### Document extract
Large-scale unity is replacing Ukraine’s once-fractious politics. Even the fiercest political opponents — like Zelenskyy and former President Petro Poroshenko — immediately buried the hatchet when the invasion started. There is a clear understanding that there may be many political opponents, but there is only one true enemy and his name is Putin.


In the weeks and months to come, Ukraine will, of course, find a more sympathetic audience as it bids for EU membership and fights for its right to be invited to NATO without Putin’s approval. But it’s important to be clear that Ukraine’s qualifications to join these communities do not come from Putin’s invasion. They come from the democratic transformations that prompted the invasion. Putin invoked the worst-case scenario because he is desperately losing Ukraine. Other sources of leverage Russia has successfully used in the past — political, economic, energy, cultural and religious efforts to pull Ukraine into its orbit — lost much of their power in the course of Putin’s eight years of war against Ukraine. The only real card he had left to play was the military one. In fact, I can’t exclude the possibility that Putin decided to play this card now because he understands that in five or 10 years — given Ukraine’s cooperation with NATO members on modernizing its armed forces, given the slow, but real democratic transformations making the country more resilient — his military leverage will become even less significant. Putin’s invasion should be seen as his recognition of Ukraine’s achievements — the same achievements that qualify it to join the community of European democracies.

Right now, facing the large-scale Russian invasion, what we expect from the world is large-scale punishment for Russia and large-scale support for Ukraine. Ukrainians are grateful for the decisive actions taken recently by the U.S., the EU, NATO and G-7, but it remains the case that most of those actions should have been taken in the past eight years, after Putin’s illegal annexation of Crimea.

There is still a long, urgent to-do list. This list is well-known in world capitals; I will just underline that Ukrainians want to see steps like an oil and gas embargo for Russia, effective execution of the freeze on Russia’s Central Bank, full-scale disconnection from SWIFT, a true ban on high-tech exports, further flight restrictions and freezes on new visas to Russian citizens. In short, this time Putin’s Russia has indeed to pay with blood and money.

(Image-grounded pointing data)
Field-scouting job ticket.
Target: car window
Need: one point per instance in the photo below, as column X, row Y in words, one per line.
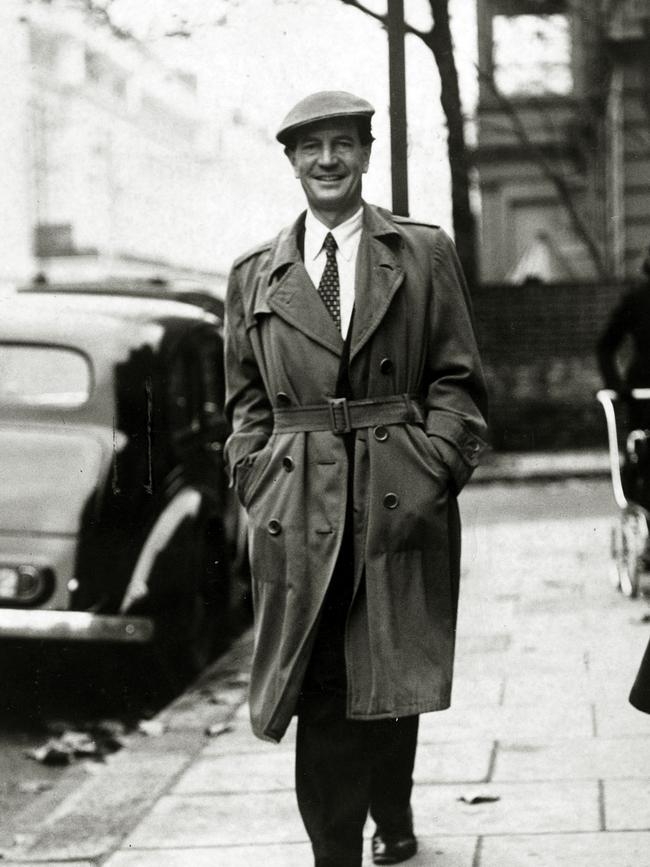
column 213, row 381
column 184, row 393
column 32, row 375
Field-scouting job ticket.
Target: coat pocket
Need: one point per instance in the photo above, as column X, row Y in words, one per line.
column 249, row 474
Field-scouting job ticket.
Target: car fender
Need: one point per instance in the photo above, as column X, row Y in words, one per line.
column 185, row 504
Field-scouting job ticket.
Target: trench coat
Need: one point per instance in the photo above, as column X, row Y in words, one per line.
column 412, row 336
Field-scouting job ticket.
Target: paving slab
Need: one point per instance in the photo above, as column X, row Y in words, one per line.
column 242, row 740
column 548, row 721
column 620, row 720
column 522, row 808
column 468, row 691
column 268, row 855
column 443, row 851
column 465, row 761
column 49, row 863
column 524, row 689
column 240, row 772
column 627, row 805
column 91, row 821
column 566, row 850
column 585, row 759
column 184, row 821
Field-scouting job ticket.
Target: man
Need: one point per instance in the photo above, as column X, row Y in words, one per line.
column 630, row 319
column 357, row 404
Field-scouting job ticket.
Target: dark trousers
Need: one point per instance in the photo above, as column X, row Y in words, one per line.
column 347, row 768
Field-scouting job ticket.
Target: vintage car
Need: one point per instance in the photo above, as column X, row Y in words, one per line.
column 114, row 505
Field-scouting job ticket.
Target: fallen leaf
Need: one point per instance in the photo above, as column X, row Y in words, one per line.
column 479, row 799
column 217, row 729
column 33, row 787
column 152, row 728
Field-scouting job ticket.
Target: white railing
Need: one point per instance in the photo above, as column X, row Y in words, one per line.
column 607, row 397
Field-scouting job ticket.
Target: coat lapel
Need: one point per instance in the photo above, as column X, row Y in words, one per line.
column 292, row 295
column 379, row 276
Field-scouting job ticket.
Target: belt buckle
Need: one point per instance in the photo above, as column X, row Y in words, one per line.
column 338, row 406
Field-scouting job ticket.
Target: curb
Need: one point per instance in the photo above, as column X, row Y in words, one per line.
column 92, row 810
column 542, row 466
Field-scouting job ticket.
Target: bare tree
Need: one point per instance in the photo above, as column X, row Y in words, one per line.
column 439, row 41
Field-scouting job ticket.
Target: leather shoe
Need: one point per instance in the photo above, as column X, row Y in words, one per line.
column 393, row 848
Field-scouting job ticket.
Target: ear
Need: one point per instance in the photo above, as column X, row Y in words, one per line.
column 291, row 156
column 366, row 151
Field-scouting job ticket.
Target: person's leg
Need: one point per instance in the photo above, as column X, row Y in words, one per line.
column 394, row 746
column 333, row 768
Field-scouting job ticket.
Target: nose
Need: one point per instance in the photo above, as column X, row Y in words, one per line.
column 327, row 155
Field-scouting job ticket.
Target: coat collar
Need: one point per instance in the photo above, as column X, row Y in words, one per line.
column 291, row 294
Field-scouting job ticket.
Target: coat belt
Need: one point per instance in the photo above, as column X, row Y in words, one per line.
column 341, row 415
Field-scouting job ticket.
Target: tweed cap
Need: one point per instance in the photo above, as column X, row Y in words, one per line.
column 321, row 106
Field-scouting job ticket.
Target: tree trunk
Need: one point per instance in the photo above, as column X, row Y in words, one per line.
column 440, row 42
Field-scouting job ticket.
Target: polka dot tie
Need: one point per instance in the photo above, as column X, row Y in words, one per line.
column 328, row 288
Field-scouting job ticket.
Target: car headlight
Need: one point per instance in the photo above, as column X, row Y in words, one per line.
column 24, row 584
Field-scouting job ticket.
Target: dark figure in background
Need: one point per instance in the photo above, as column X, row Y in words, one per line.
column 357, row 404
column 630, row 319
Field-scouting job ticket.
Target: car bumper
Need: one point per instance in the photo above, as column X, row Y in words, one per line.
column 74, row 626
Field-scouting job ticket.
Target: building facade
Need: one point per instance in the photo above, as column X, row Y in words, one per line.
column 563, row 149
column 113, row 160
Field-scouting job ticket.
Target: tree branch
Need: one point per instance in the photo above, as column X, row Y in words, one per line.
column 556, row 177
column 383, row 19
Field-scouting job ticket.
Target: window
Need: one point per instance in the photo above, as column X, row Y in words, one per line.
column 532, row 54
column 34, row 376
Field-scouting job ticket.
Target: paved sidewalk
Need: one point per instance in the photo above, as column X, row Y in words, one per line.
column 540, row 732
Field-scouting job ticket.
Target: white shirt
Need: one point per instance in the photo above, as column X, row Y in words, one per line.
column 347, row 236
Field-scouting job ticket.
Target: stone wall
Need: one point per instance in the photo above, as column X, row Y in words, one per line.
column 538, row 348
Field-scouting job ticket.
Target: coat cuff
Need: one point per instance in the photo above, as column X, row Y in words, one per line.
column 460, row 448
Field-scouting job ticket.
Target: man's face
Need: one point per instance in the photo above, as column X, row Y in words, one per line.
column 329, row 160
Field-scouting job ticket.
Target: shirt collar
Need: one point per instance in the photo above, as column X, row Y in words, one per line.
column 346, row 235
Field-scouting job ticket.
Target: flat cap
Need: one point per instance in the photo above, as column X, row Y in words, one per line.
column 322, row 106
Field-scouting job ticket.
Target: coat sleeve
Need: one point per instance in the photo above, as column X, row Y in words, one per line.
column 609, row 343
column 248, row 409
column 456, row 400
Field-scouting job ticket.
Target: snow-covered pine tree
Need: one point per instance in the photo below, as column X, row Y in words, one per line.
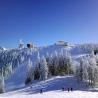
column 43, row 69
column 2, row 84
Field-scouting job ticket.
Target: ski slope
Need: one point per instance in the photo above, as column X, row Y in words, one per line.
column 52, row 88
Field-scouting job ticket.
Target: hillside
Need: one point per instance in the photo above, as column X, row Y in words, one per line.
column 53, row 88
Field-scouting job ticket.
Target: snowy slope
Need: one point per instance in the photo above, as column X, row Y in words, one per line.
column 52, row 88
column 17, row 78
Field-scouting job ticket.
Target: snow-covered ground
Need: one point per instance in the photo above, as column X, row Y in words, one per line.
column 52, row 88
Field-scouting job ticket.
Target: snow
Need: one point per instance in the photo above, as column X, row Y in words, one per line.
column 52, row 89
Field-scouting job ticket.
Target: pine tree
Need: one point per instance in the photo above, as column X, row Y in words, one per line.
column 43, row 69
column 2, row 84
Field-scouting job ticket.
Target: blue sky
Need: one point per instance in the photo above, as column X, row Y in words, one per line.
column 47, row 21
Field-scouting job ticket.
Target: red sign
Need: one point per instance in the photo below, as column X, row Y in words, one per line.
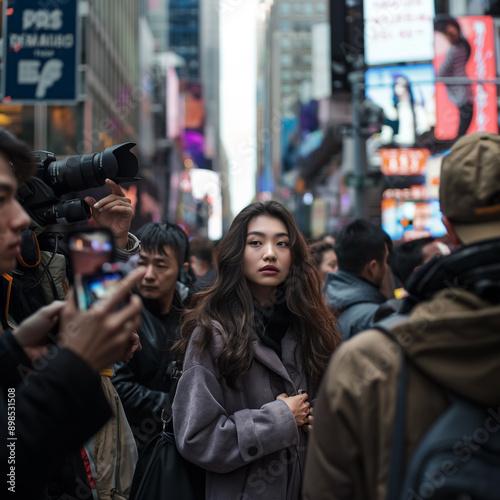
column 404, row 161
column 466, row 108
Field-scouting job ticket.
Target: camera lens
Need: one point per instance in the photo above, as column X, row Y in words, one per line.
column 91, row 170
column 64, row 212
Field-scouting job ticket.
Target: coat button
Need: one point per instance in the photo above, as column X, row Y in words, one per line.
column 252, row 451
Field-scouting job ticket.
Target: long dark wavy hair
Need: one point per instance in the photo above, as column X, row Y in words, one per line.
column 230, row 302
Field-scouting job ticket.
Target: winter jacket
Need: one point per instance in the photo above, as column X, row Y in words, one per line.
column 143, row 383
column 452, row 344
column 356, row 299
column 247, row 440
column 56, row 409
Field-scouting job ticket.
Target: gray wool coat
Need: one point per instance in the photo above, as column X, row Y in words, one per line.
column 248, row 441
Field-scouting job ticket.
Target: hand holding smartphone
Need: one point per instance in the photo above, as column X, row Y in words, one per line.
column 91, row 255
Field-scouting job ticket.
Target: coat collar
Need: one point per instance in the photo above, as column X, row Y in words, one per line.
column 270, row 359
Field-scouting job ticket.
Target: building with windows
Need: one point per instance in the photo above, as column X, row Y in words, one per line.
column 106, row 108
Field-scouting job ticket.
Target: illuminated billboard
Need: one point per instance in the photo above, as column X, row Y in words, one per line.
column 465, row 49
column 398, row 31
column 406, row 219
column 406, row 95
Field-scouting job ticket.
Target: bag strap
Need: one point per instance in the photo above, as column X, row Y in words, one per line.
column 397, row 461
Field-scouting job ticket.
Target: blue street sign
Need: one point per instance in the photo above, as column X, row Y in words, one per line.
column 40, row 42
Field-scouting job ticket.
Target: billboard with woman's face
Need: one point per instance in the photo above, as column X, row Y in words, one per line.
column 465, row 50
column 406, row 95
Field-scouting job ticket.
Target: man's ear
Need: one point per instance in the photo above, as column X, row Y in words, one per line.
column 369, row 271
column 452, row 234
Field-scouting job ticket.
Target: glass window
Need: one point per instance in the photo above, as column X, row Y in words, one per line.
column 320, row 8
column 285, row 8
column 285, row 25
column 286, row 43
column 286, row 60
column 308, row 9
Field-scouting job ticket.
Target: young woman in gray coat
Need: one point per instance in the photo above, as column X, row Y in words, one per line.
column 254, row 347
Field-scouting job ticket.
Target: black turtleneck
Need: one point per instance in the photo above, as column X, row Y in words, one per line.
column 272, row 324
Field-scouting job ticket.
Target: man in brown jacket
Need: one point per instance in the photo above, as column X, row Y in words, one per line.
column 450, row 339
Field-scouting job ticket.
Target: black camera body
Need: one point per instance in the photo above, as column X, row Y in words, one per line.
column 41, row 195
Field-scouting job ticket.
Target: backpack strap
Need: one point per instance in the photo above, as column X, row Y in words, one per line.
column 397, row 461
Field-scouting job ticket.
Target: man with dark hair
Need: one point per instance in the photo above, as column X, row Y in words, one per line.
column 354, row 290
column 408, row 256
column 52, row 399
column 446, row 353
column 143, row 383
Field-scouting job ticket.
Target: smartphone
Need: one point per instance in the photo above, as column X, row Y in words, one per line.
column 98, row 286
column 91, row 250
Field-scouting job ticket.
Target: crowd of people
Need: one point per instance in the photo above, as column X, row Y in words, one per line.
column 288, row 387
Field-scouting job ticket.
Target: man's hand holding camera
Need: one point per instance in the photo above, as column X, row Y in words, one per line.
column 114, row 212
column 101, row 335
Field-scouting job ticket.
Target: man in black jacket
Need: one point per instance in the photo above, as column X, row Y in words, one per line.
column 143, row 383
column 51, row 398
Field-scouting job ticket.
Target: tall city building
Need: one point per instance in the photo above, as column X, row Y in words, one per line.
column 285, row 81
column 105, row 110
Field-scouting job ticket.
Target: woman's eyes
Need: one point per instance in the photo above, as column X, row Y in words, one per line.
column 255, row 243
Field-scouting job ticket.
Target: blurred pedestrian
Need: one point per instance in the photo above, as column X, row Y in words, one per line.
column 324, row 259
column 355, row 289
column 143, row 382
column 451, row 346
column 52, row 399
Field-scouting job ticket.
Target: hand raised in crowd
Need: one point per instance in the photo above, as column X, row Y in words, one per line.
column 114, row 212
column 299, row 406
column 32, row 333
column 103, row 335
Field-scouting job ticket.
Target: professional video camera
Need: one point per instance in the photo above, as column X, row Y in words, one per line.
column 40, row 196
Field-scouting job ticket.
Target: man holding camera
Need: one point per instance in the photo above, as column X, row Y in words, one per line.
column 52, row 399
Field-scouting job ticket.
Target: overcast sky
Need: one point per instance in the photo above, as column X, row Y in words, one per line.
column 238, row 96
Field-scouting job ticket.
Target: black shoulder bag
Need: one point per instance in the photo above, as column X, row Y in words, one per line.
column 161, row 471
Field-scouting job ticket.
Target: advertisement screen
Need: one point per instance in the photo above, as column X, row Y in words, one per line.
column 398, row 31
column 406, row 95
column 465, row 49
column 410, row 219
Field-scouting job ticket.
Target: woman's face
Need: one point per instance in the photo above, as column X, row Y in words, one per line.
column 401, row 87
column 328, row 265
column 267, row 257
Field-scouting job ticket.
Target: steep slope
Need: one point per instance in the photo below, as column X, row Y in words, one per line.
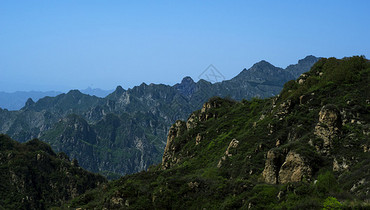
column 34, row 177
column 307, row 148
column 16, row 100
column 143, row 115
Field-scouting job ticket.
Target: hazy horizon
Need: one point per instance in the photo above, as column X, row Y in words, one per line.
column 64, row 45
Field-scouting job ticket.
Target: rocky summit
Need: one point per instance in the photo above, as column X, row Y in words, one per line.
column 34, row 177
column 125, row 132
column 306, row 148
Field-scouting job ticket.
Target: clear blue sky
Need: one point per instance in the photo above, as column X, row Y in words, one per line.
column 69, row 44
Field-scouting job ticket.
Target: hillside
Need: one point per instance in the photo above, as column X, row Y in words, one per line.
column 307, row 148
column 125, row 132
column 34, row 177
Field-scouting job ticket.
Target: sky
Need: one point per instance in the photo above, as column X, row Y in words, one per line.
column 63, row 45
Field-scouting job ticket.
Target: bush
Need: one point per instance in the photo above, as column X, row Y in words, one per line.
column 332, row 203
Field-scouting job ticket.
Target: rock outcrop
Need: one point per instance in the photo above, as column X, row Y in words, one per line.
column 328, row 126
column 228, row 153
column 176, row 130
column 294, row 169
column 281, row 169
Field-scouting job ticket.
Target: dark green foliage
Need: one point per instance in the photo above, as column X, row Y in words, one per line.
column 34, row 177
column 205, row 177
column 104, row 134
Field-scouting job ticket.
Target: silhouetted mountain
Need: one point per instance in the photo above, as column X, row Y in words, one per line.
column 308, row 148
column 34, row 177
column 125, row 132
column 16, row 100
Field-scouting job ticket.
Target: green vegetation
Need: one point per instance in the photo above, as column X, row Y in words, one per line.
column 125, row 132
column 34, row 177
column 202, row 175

### Tasks and exercises
1/ Rewrite the text on Ukraine and the Russian invasion, starting at "Right now, facing" and ending at "annexation of Crimea.", with "punishment" replaced by "sanctions".
2/ Write what comes next in the text on Ukraine and the Russian invasion, picking up after its last sentence.

### Answers per task
1/
Right now, facing the large-scale Russian invasion, what we expect from the world is large-scale sanctions for Russia and large-scale support for Ukraine. Ukrainians are grateful for the decisive actions taken recently by the U.S., the EU, NATO and G-7, but it remains the case that most of those actions should have been taken in the past eight years, after Putin’s illegal annexation of Crimea.

2/
There should be, if not a traditional no-fly zone over Ukraine (we understand NATO’s fear of direct military confrontation) a creative equivalent along the lines of a humanitarian no-fly zone. Short of direct engagement, NATO should urgently strengthen Ukraine’s air capabilities with advanced air defense systems and fighter jets, as well as provide weaponry for territorial defense forces, ammunition, artillery, drones. Ukraine also seeks expanded macro-financial assistance to its economy, a temporary payments freeze for existing Ukrainian debts and more humanitarian and medical assistance.

Finally, the EU should approve Ukraine’s bid for membership, which would put to rest any of Putin’s illusions about returning Ukraine to Russia’s sphere of influence.



As a think tanker, I am trained to see nuance. But with Putin’s unprovoked and unjustified invasion, we’ve moved to a black and white picture, without any shades of gray. Ukraine has become an unambiguous symbol for everything that democratic Europe stands for.

Ukrainians have proved many times in our history, and are proving again now, that they can fight hard. But this week, and in the weeks to come, Ukrainians are also proving that they can dream big. We can only hope that the West will start fighting hard and dreaming big with us — not about delaying defeat, but about winning this war.